### EXERCISE OBJECTIVE
Extend the passage on women as leaders in Paul's communities, picking up right after its final sentence.

### QUOTED TEXT

Dr Ian Elmer's commentary on Greed [link] written as part of the Seven Deadlies series in 2006 is still "climbing through the roof" in terms of the number of people reading it each week. Is the global economic recession causing such interest in the question of Greed? Today's commentary from Ian might come to rival that in that he has chosen a topical issue. This is how Ian himself introduces today's commentary: "Was Paul a misogynist? This is a question that is often asked classrooms, seminaries, parishes and in internet discussion forums. This question is particularly relevant in any examination of the Corinthian correspondence, which seems to offer conflicting answers to the question of Paul's attitude towards women."

Women as Leaders in Paul's Communities…

To begin this study, we cannot help but be impressed by the names of the many women that appear throughout Paul's letters, many of whom seem to occupy leadership roles within his communities.

### Entries from a point annotation set
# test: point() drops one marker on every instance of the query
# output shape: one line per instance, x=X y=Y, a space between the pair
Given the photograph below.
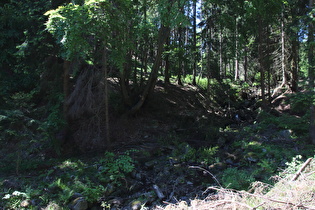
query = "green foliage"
x=14 y=199
x=292 y=167
x=236 y=179
x=113 y=169
x=186 y=153
x=300 y=102
x=299 y=125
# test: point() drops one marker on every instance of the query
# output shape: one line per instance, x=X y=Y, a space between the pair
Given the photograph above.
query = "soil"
x=173 y=120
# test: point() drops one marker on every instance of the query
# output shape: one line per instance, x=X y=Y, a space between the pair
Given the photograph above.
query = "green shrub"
x=236 y=179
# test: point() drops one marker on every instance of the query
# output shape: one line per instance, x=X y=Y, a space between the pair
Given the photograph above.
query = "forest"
x=157 y=104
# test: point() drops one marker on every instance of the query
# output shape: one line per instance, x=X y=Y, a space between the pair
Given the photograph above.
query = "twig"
x=310 y=173
x=266 y=198
x=222 y=202
x=259 y=205
x=197 y=167
x=298 y=173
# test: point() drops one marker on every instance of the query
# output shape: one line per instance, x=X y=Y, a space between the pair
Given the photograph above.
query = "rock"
x=76 y=195
x=79 y=204
x=52 y=206
x=150 y=164
x=9 y=184
x=25 y=204
x=285 y=134
x=136 y=205
x=158 y=192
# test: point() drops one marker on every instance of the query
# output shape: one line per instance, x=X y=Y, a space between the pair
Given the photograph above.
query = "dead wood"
x=298 y=173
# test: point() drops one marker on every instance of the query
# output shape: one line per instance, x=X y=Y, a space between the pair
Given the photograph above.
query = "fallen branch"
x=298 y=173
x=223 y=202
x=215 y=179
x=266 y=198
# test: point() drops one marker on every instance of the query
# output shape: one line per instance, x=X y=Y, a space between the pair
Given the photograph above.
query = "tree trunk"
x=294 y=65
x=106 y=97
x=167 y=64
x=245 y=64
x=163 y=34
x=180 y=59
x=66 y=88
x=237 y=74
x=261 y=62
x=194 y=41
x=284 y=77
x=311 y=72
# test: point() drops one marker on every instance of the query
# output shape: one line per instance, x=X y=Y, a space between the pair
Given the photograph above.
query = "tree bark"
x=294 y=66
x=167 y=64
x=194 y=41
x=66 y=88
x=311 y=72
x=106 y=98
x=261 y=62
x=237 y=76
x=163 y=34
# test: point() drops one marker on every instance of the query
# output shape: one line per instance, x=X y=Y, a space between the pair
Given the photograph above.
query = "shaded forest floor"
x=183 y=141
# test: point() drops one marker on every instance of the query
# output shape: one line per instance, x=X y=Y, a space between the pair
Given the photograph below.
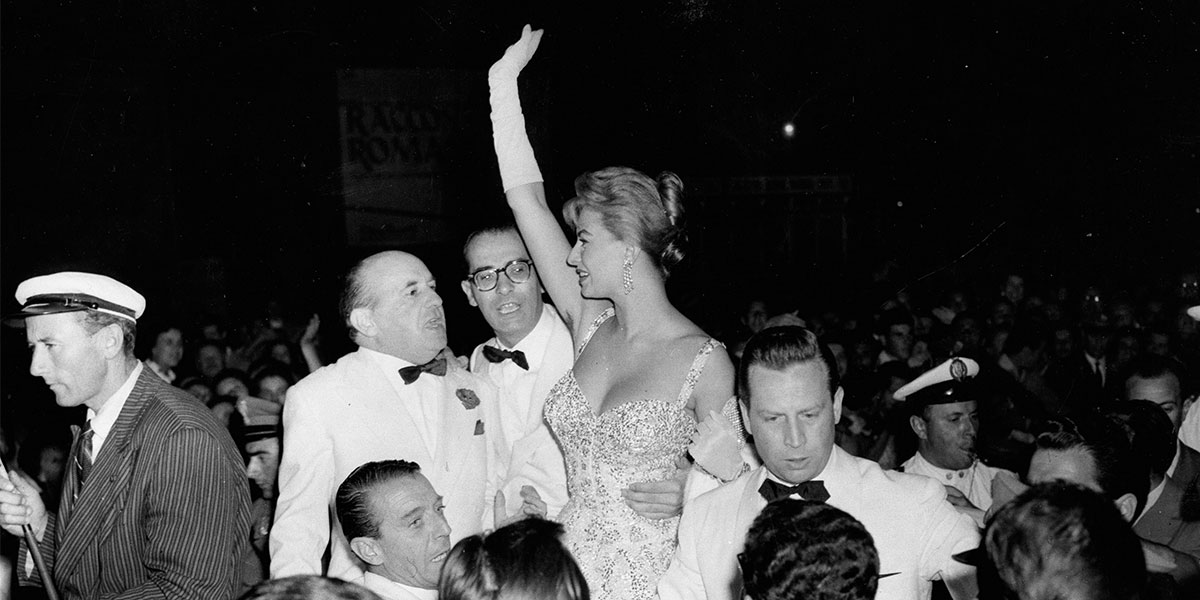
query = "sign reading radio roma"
x=400 y=131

### EXPECTED ANSWER
Romans mentions Phoebe a "deacon" from Cenchreae (Rom 16:1) and also Prisca (Priscilla) who, along with her husband, Aquila, are notable co-workers with Paul (Rom 16:3; cf. 1 Cor 16:19; 2 Tim 4:19; Acts 18:2, 18, 26) — and we can only wonder why the wife is always named first.

We should not overlook Junia (Rom 16:7) who is both a relative of Paul and, amazingly, Paul calls her an "apostle". The title Paul grants her suggests that she is both Jewish (Paul's kin) and one recognised as a leading "apostle". Paul tells us that she was a convert to Christianity even before him and, thus, may likely owe her apostolic status to Jesus himself.

Also in Rome, there are Mary and the mother of Rufus, both prominent members of the Roman church (Rom 16:6, 13), and Julia and Nereus' sister who appear to be the leaders of another house church (16:15). Finally, we have Chloe, who was a "leader" of a church community in Corinth (1 Cor 1:11).

We have seen in previous commentaries how the Pauline communities were founded upon a familial house-church model of ecclesial polity. In these communities the Eucharist figured strongly as the central symbol of Christian unity as a new family of God.

It follows, then, that if the Eucharist figured so strongly in Paul's communities then there is no reason to doubt that it was presided over by the women named by Paul as leaders in their communities. After all, Paul explicitly declares without qualification that in his churches "there is no longer any distinction between Jew and Greek, male and female, slave and free" (Gal 3:28). Surely this egalitarian policy must have also extended to presiding at the Eucharist (Schüssler Fiorenza, 1985).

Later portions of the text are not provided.